Excerpt to read Block Start

The musical also played at The Muny Repertory in St. Louis in July 1932.

==Synopsis==

Rudolph, a frequent customer at the Blue Paradise Inn in Vienna, is in love with Mizzi, a flower girl. He travels to America to operate one of his father's businesses. During the ensuing 24 years, Mizzi marries one of Rudolph's friends, and the couple has converted the inn into their private residence. After this period, when Rudolph returns to Vienna, and not knowing what has happened, he hopes to find Mizzi at the inn, to rekindle their love just as it had been so long ago, and to return to pre-war days. When he arrives at the inn, he sees that it looks just as he remembered it. He imagines that he has travelled back in time and embraces a woman who looks as Mizzi did in their youth. She turns out to be Mizzi's daughter, Gaby. Mizzi admits that she has arranged matters in this fashion so that Rudolph will accept reality; the past is the past. Gaby is engaged to Rudolph's nephew, Hans, and despite his sense of loss, Rudolph's is pleased for his nephew; the new generation will consummate the lost love of Rudolph's youth.

==Roles and original cast==
- Mizzi, flower girl at the Blue Paradise Inn – Vivienne Segal
- Hans Walther – Robert G. Pitkin
- Rudolph Stoeger – Cecil Lean
- Mrs. Gladys Wynne – Frances Demarest
- Hazel James – Cleo Mayfield
- Justus Hampel – Teddy Webb
- Rudolph Oberdorher – Ted Lorraine

==Musical numbers==
- Prologue
- No. 1 - Overture
- No. 2 - Ensemble - “Here’s a toast to women’s eyes that guide the foolish and the wise”
- No. 3 - Drinking Song - Rudolph and Chorus - “When I’m with good fellows I never want to think of anything that’s sober”
- No. 4 - Stoeger and Chorus - “Come to its pretty garden all open to the day”
- No. 5 - Song and Chorus - “I used to be the Hello central girl, I was the best out on the west”
- No. 6 - Rudolph and Mizzi - “Let me hold you close to my heart, brush your tears away, dear”

Excerpt to read Block End

- Goal of the exercise: Using the text about the musical, decide whether each statement agrees with it, answering yes or no and quoting the words that settle it: (a) Rudolph goes to America to study music. (b) Mizzi's daughter is engaged to Rudolph's nephew. (c) The musical played at The Muny Repertory in St. Louis in August 1932.

Provided material Block Start

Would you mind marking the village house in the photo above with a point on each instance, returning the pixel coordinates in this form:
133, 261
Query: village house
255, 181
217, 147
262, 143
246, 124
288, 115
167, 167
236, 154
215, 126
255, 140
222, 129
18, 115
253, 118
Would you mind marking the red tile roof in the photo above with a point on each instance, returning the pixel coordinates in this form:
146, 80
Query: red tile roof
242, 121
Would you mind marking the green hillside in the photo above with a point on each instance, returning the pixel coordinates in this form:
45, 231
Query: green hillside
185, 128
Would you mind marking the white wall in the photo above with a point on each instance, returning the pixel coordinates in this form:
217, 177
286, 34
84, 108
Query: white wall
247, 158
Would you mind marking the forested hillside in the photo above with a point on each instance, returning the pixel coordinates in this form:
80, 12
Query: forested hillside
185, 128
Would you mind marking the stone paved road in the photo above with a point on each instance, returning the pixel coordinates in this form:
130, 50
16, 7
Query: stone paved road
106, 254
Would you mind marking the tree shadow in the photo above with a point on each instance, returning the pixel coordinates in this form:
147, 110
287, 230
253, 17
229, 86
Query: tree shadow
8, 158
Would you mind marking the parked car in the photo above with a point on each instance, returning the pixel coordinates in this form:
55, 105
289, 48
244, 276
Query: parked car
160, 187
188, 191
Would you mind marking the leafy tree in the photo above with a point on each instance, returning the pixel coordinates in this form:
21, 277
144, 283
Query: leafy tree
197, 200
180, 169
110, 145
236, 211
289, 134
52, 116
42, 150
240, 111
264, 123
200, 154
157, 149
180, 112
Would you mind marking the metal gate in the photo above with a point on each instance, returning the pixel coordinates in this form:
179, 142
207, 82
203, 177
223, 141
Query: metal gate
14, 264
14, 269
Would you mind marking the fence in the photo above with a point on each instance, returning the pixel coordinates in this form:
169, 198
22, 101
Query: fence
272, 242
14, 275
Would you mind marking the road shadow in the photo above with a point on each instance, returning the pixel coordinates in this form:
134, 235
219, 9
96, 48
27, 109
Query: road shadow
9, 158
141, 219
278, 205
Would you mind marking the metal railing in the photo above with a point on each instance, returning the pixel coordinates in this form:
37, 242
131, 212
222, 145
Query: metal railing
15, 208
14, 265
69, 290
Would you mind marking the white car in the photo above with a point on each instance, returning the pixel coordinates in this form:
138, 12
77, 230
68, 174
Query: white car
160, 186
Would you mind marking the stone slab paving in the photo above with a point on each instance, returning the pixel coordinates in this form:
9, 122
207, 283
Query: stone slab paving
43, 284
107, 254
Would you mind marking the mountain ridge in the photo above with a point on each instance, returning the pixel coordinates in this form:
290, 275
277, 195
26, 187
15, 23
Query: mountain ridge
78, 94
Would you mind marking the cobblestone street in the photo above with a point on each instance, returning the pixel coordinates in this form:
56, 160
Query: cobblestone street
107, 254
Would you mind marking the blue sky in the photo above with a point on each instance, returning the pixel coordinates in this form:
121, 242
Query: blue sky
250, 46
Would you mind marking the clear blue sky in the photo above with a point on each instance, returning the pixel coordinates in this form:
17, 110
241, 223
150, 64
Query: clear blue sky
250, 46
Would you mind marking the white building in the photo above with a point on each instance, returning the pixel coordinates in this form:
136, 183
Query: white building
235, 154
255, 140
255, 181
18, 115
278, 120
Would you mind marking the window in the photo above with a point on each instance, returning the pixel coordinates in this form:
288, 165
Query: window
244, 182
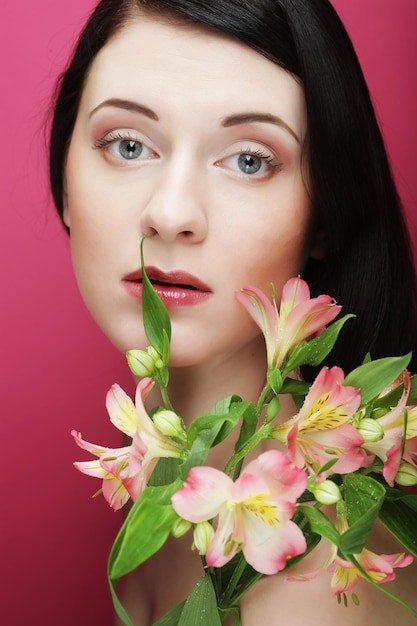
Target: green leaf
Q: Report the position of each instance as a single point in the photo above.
(295, 387)
(275, 380)
(315, 351)
(375, 376)
(363, 498)
(155, 315)
(201, 605)
(400, 518)
(172, 617)
(165, 472)
(320, 524)
(151, 518)
(412, 397)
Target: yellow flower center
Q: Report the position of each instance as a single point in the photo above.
(258, 506)
(324, 417)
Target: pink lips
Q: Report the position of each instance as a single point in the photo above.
(176, 289)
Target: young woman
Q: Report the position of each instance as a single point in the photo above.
(240, 139)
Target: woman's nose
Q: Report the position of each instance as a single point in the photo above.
(176, 207)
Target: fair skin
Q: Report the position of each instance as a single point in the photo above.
(171, 143)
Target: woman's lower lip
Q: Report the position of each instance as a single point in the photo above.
(173, 296)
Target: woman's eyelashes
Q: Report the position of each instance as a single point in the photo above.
(252, 162)
(123, 146)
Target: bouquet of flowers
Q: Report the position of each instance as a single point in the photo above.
(351, 445)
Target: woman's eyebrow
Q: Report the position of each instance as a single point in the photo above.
(266, 118)
(127, 105)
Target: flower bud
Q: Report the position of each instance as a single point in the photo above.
(326, 492)
(203, 534)
(371, 430)
(169, 424)
(180, 527)
(141, 362)
(406, 475)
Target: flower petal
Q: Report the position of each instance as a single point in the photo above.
(202, 494)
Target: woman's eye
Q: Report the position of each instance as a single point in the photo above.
(127, 149)
(249, 163)
(252, 163)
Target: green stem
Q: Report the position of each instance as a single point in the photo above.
(231, 587)
(246, 588)
(165, 399)
(263, 398)
(262, 433)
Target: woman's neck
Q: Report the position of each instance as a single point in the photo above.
(195, 390)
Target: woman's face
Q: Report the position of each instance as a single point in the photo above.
(195, 140)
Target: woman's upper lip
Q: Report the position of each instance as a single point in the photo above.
(174, 277)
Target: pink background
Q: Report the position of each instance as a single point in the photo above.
(55, 365)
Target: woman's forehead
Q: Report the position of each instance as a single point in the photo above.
(177, 65)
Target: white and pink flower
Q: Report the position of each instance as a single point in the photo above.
(321, 431)
(125, 471)
(300, 317)
(254, 512)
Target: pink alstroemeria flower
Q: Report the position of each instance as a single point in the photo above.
(300, 317)
(254, 512)
(379, 567)
(389, 449)
(126, 471)
(321, 431)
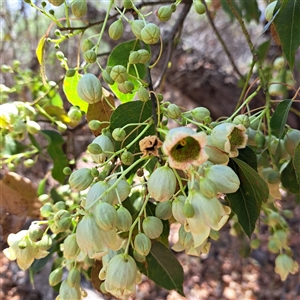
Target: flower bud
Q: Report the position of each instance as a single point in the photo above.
(89, 88)
(119, 134)
(69, 293)
(199, 113)
(163, 210)
(116, 29)
(164, 13)
(242, 119)
(124, 220)
(173, 111)
(55, 276)
(177, 209)
(121, 276)
(87, 45)
(145, 56)
(150, 34)
(136, 27)
(105, 216)
(162, 184)
(106, 145)
(90, 56)
(143, 94)
(81, 179)
(142, 244)
(79, 8)
(71, 248)
(152, 227)
(119, 74)
(127, 158)
(73, 278)
(134, 57)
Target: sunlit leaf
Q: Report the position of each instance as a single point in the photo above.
(70, 90)
(163, 268)
(246, 201)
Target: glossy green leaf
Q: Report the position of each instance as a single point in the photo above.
(132, 112)
(70, 90)
(163, 268)
(288, 28)
(289, 179)
(119, 56)
(296, 163)
(247, 200)
(279, 118)
(57, 154)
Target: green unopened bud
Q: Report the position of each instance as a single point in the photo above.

Provided material Block End

- Written reply:
(a) No: "He travels to America to operate one of his father's businesses."
(b) Yes: "Gaby is engaged to Rudolph's nephew, Hans"
(c) No: "The musical also played at The Muny Repertory in St. Louis in July 1932."